-- start --

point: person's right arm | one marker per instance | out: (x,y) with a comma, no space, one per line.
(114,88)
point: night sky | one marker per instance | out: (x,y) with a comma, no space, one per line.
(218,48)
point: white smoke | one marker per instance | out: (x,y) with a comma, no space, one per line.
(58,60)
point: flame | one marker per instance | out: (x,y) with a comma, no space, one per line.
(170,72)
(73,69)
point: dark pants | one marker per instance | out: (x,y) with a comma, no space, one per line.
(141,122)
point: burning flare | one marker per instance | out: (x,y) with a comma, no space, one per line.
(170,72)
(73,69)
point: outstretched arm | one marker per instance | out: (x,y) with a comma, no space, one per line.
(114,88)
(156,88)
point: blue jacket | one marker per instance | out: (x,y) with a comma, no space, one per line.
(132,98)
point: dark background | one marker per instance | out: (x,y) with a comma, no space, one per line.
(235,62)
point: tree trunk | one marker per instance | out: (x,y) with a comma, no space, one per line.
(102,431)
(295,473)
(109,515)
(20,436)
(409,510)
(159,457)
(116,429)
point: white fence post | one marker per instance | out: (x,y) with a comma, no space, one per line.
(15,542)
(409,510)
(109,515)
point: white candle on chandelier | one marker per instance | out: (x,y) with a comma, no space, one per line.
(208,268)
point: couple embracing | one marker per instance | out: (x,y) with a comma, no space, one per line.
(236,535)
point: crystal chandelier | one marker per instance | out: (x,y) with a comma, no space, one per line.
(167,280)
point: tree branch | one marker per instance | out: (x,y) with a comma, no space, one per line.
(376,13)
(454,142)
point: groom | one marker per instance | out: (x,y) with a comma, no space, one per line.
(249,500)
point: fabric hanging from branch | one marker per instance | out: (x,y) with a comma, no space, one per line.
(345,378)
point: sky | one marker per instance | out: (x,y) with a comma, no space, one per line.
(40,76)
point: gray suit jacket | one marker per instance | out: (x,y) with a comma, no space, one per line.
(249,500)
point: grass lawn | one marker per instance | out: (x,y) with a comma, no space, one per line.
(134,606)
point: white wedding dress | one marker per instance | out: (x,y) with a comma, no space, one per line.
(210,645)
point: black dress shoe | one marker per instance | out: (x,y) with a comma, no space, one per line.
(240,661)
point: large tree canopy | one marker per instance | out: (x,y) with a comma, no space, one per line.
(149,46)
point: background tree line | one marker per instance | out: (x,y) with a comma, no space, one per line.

-- end --

INSTRUCTION ->
Please update all of the records above so that "marker" becomes "dot", and keep everything else the same.

FINISHED ANSWER ->
point: person's right arm | one dot per instance | out: (x,y) with a comma, no space, one per line.
(114,88)
point: night sky | one dot per instance | out: (x,y) with a comma, no space, one per line.
(218,48)
point: white smoke | one dot per instance | out: (x,y) with a comma, no space, one per line.
(58,60)
point: flame | one dot per instance | out: (x,y) with a comma, no space, one per line.
(170,72)
(73,69)
point: dark pants | one dot per instance | out: (x,y) with a comma, no space, one per line.
(141,122)
point: burning flare | one dot per instance | out: (x,y) with a comma, no space, one per line.
(170,72)
(73,69)
point: outstretched arm | one dot per instance | out: (x,y) with a comma, no space, one per line.
(114,88)
(156,88)
point: blue jacket | one dot per instance | out: (x,y) with a comma, no space, one per line.
(132,98)
point: dark background | one dot per instance | out: (x,y) with a comma, no space, one per line.
(235,62)
point: tree trunk | one dot per instance | out: (x,y) with a comma, no space, one per line.
(102,431)
(295,473)
(109,515)
(20,436)
(409,510)
(159,457)
(116,429)
point: white fence post | one dot per instance | out: (x,y) with a comma, no space, one per line.
(15,542)
(409,510)
(109,515)
point: white candle on chandelier | one dot per instance | out: (x,y) with a comma, no space, one per line.
(208,268)
point: couple embracing | one dot per instance | out: (x,y) with a comma, no space, one per line.
(236,535)
point: crystal chandelier | one dot per instance | out: (x,y) with a comma, no space, one per line.
(167,280)
point: tree branch | one dot per instance | out: (x,y) with a comma, no space, one per line.
(376,13)
(454,142)
point: groom | one dot per instance | out: (x,y) with a comma, no space, one per line.
(249,500)
point: fabric hanging from branch | one dot per instance | out: (x,y) with a comma, no space, one per line.
(345,378)
point: sky | one dot per instance | out: (x,y) with a comma, no space, one per line.
(40,76)
point: gray suit jacket | one dot per instance | out: (x,y) with a comma, no space, one per line.
(249,500)
point: grass lawn | one dot per instance | out: (x,y) with a comma, no space, one per line.
(134,606)
point: white wedding dress | one dot per instance | out: (x,y) with a comma, no space, one per line.
(210,645)
point: black dress shoe | one dot per instance | out: (x,y) with a comma, no space, one per line.
(240,661)
point: large tree canopy | one dot per instance | out: (x,y) with a comma, no space, one per line.
(149,46)
point: background tree line | one dot per instance | out: (x,y) with a comma, no space, one per line.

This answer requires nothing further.